*DOCUMENT EXTRACT*.
________________________________________

For around 10 days, the intel alerts noted how their presence gradually intensified in the area — they held first meetings with villagers for several days before beginning construction work in April. From 15 Maoists in the area in the first few days, the number swelled to 35 by 6 April.

The 6 April alert sent from Bastar noted that “some 30-35 Maoists are guiding the villagers to undertake road levelling work in Todma Jantana Sarkar in Dantewada district. They have also posted their men on roads from Todma to Barsur and Sat Dhar.”

In another village, “Kursinh Bahar of Dantewada some 45 Maoists began assembling from March including East Division Company 6 Commander Chaitu alias Hidma, Platoon One commander Murli”. Similar presence has been recorded in Bijapur and Sukma districts where the Maoists have intensified their activities in large swathes of forests over the last two weeks, including Gorgunda, which is a mere 7 km from Dornapal on NH-30.

Significantly, just a day before the Janata Curfew announced by Modi, the Maoists had killed 17 security personnel in Sukma on 21 March. They looted 12 Ak-47, one LMG, an Excalibur rifle and a large number of round, and an Under Barrel Grenade Launcher (UBGL). They now have an estimated 12 UBGLs with nearly 100 grenades. Once Ramdher, then head of their Abujhmad Battalion, had explained to me the significance of the UBGL for the Maoist armoury. One grenade can severely damage a police post.

They can raise at least two decent squads with the new weaponry.


Re-building the Abujhmad fortress

Over the last eight years, I have made innumerable trips to Abujhmad and those villages that have barely seen the presence of an outsider. On my last visit to Abujhmad a few months ago, I saw some startling developments.

While a road had already arrived for the 18-kilometre stretch between Kurusnar, once the last police post before Abujhmad, and Sonpur, the state had now begun cutting into the wilderness with a road that may eventually connect to Gadchiroli in Maharashtra. If the final battle is going to be in Abujhmad, as the security forces believe, its pitch is being prepared. Sonpur had a helipad now, the last one towards the western axis of Abujhmad.

________________________________________

*DATASET ENTRIES*.
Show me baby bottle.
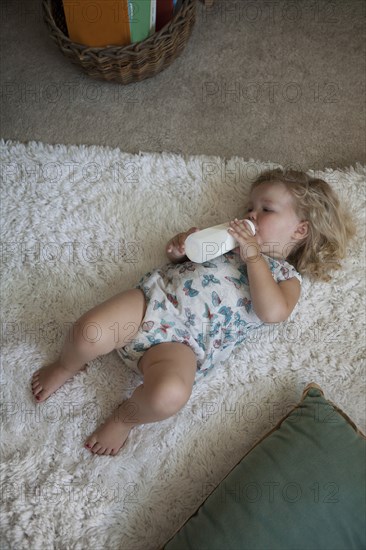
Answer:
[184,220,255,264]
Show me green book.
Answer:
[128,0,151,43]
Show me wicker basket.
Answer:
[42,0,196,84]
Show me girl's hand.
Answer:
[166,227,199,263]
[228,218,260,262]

________________________________________

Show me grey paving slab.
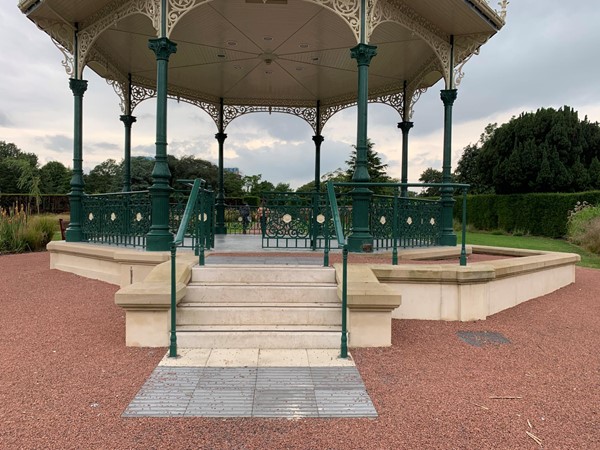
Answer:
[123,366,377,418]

________________________________________

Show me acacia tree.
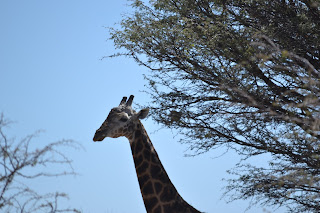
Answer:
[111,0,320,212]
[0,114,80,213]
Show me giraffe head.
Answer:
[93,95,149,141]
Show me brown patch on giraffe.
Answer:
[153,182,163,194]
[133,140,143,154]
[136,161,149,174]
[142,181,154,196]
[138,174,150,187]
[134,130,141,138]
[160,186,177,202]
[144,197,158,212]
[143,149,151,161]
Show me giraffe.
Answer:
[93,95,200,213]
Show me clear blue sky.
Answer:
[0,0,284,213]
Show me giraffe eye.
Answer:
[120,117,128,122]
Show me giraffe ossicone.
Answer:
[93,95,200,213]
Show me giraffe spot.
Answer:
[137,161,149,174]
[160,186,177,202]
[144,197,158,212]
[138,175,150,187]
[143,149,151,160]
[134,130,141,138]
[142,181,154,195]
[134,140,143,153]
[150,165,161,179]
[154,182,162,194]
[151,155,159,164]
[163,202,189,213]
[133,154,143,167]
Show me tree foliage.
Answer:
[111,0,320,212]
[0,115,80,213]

________________________________________

*EXERCISE BRIEF*. In the excerpt on Maoist activity in Bastar, copy the passage between "Significantly, just a" and "the new weaponry.", inclusive, switching "squads" to "units".

*RESPONSE*.
Significantly, just a day before the Janata Curfew announced by Modi, the Maoists had killed 17 security personnel in Sukma on 21 March. They looted 12 Ak-47, one LMG, an Excalibur rifle and a large number of round, and an Under Barrel Grenade Launcher (UBGL). They now have an estimated 12 UBGLs with nearly 100 grenades. Once Ramdher, then head of their Abujhmad Battalion, had explained to me the significance of the UBGL for the Maoist armoury. One grenade can severely damage a police post.

They can raise at least two decent units with the new weaponry.